(Point-per-instance localization data)

<<<<

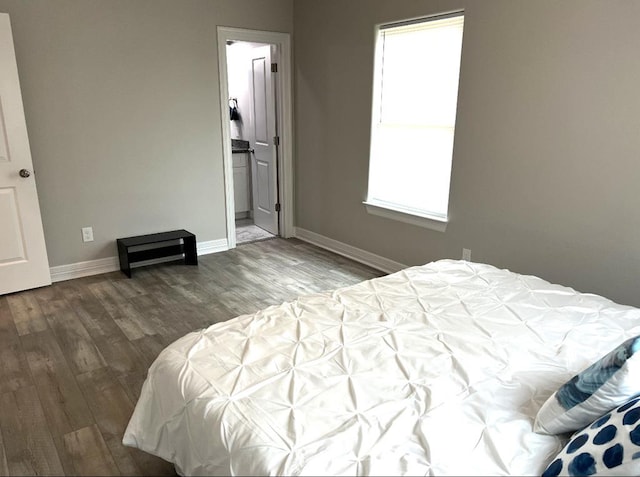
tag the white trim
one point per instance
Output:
(285, 123)
(349, 251)
(421, 220)
(212, 246)
(112, 264)
(84, 269)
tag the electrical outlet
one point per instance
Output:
(87, 234)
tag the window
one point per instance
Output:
(415, 93)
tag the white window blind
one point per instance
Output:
(417, 68)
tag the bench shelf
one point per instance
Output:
(164, 245)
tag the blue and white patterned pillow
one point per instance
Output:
(609, 446)
(607, 383)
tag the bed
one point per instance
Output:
(434, 370)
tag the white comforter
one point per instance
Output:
(438, 369)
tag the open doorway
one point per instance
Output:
(255, 85)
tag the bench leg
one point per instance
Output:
(190, 252)
(123, 255)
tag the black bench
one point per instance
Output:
(166, 247)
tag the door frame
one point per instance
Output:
(284, 118)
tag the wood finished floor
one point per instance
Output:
(74, 355)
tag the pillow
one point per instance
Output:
(609, 446)
(607, 383)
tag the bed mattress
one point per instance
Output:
(434, 370)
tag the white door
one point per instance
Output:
(264, 163)
(23, 256)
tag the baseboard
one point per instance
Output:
(111, 264)
(349, 251)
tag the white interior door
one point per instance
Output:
(264, 163)
(23, 256)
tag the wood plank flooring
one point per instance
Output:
(74, 355)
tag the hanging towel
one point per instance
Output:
(233, 110)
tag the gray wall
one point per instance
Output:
(547, 154)
(123, 111)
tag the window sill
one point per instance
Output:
(431, 222)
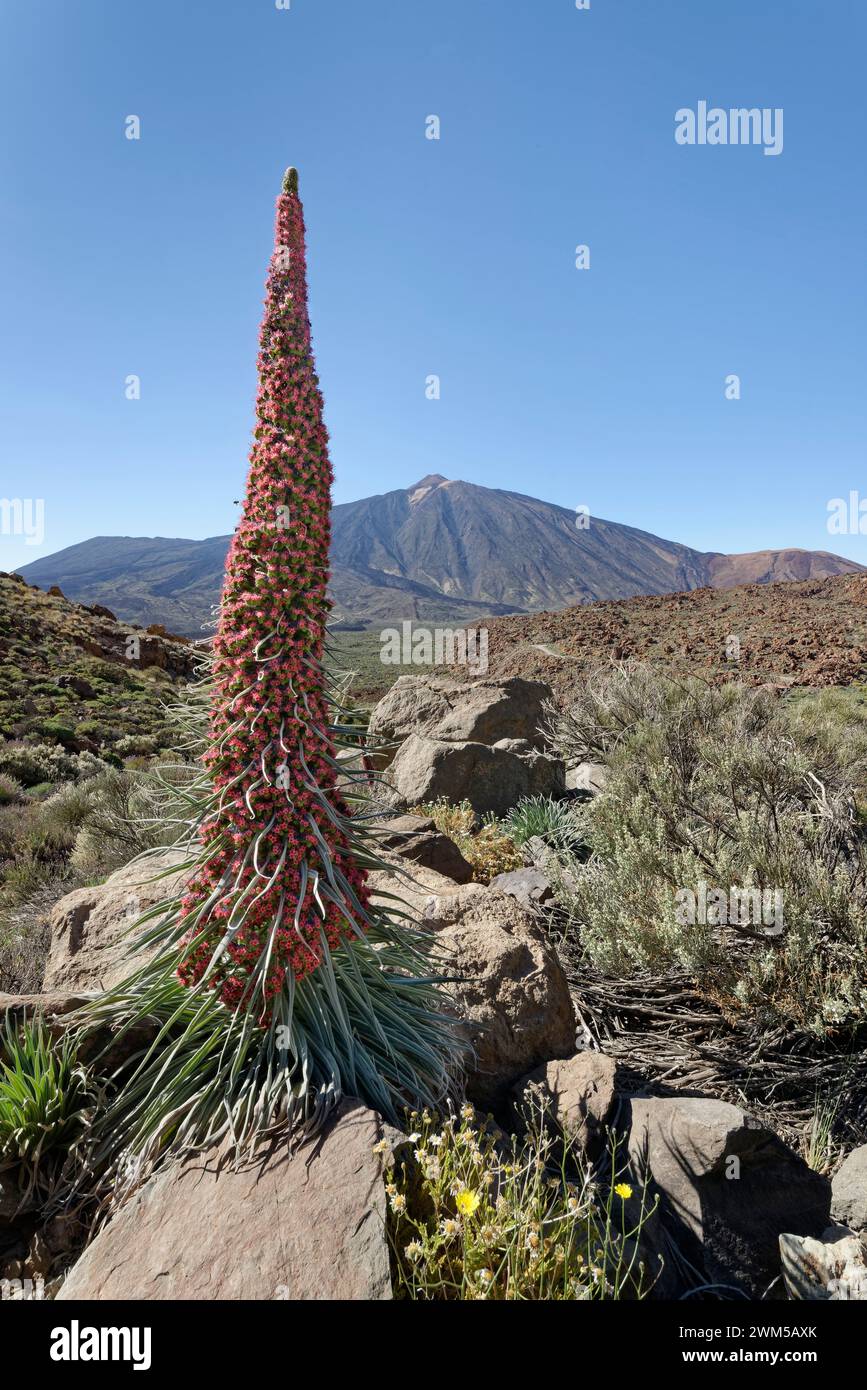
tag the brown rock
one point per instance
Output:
(418, 840)
(304, 1225)
(580, 1096)
(510, 987)
(480, 712)
(730, 1187)
(92, 945)
(489, 779)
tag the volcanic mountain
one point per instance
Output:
(439, 551)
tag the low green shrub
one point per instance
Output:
(43, 1104)
(489, 848)
(721, 795)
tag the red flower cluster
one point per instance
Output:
(277, 870)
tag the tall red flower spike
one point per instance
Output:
(275, 876)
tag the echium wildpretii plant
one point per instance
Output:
(277, 986)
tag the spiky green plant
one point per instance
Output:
(277, 984)
(555, 822)
(43, 1104)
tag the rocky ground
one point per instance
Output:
(74, 676)
(798, 634)
(731, 1204)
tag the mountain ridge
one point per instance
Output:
(438, 551)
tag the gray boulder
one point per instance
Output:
(530, 886)
(506, 983)
(304, 1223)
(478, 712)
(489, 779)
(92, 944)
(832, 1268)
(577, 1094)
(418, 840)
(728, 1189)
(849, 1190)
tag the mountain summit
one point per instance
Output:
(438, 551)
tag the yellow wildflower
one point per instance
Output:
(467, 1201)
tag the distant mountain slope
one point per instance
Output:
(439, 551)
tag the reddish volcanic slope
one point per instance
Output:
(809, 633)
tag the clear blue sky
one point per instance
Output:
(600, 388)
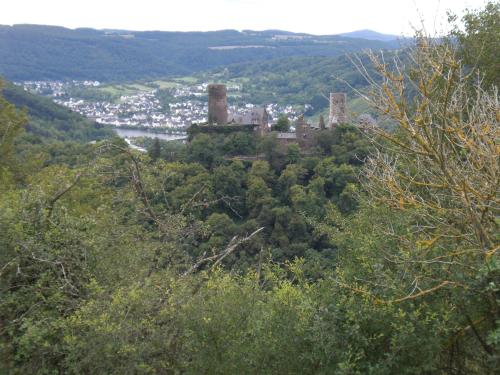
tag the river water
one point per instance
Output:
(133, 133)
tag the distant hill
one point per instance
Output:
(33, 52)
(49, 121)
(295, 80)
(371, 35)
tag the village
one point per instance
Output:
(146, 108)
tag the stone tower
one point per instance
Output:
(217, 104)
(337, 109)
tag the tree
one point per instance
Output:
(480, 41)
(11, 124)
(439, 175)
(155, 151)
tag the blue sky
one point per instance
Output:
(310, 16)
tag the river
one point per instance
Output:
(134, 133)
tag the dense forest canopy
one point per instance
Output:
(376, 252)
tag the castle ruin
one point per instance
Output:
(337, 109)
(217, 104)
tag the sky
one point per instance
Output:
(398, 17)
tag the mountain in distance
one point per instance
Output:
(37, 52)
(48, 121)
(371, 35)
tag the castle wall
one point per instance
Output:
(338, 112)
(217, 104)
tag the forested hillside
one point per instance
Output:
(50, 122)
(295, 80)
(30, 52)
(375, 252)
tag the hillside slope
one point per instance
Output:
(32, 52)
(49, 121)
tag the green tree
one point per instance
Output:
(11, 125)
(155, 151)
(480, 41)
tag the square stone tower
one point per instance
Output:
(217, 104)
(337, 109)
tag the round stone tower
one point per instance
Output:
(217, 104)
(337, 109)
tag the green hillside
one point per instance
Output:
(32, 52)
(49, 121)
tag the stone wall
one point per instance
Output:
(217, 104)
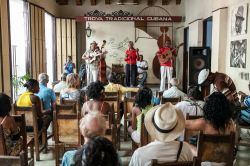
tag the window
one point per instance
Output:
(207, 32)
(19, 30)
(49, 46)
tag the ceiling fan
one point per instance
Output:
(121, 2)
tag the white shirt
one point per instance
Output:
(60, 86)
(143, 64)
(191, 107)
(162, 151)
(173, 92)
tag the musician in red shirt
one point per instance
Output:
(167, 66)
(131, 68)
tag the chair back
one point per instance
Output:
(30, 115)
(190, 133)
(128, 104)
(216, 148)
(3, 150)
(14, 160)
(173, 100)
(66, 123)
(154, 162)
(76, 103)
(144, 136)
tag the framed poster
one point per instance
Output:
(238, 50)
(239, 20)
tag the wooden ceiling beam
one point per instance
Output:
(93, 2)
(78, 2)
(107, 2)
(136, 1)
(150, 2)
(165, 2)
(178, 2)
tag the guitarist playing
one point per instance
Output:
(91, 62)
(165, 56)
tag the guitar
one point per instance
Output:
(92, 58)
(168, 54)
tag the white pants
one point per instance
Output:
(92, 73)
(165, 72)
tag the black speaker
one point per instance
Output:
(199, 58)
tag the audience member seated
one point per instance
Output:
(114, 87)
(62, 84)
(46, 95)
(142, 106)
(27, 99)
(217, 118)
(11, 131)
(72, 91)
(164, 123)
(98, 151)
(95, 101)
(194, 104)
(174, 92)
(91, 125)
(221, 83)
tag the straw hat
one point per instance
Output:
(203, 76)
(164, 122)
(239, 13)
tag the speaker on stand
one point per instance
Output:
(199, 58)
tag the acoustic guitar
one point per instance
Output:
(168, 54)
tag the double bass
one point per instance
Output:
(102, 65)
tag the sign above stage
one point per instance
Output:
(131, 18)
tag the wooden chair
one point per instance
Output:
(216, 148)
(57, 97)
(20, 121)
(144, 136)
(115, 101)
(154, 162)
(128, 106)
(67, 132)
(238, 140)
(171, 100)
(31, 120)
(76, 103)
(190, 133)
(28, 142)
(14, 160)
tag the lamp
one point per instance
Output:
(88, 31)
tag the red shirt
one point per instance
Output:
(168, 63)
(131, 57)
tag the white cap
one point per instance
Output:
(174, 82)
(203, 76)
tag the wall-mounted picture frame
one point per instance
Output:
(238, 53)
(239, 20)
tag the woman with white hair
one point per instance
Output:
(92, 125)
(72, 91)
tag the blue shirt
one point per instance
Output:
(47, 96)
(69, 68)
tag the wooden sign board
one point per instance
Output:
(131, 18)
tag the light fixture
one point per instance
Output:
(88, 31)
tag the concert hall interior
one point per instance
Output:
(94, 79)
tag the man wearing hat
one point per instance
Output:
(221, 82)
(239, 19)
(164, 124)
(92, 61)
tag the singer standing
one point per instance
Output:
(131, 68)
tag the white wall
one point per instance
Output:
(234, 73)
(117, 35)
(201, 9)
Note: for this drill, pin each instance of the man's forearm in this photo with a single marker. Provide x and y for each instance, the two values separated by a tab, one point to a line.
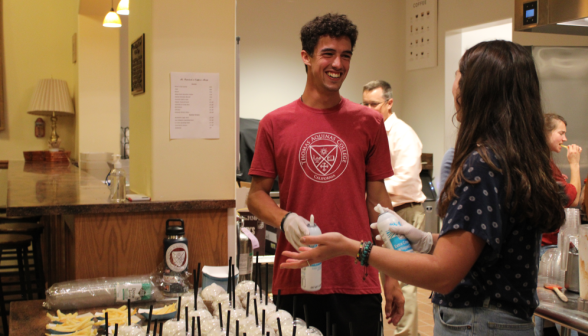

>>>>

Report each line of the records that holds the word "slope".

tag the distant mountain slope
tag the reddish volcanic slope
tag the hillside slope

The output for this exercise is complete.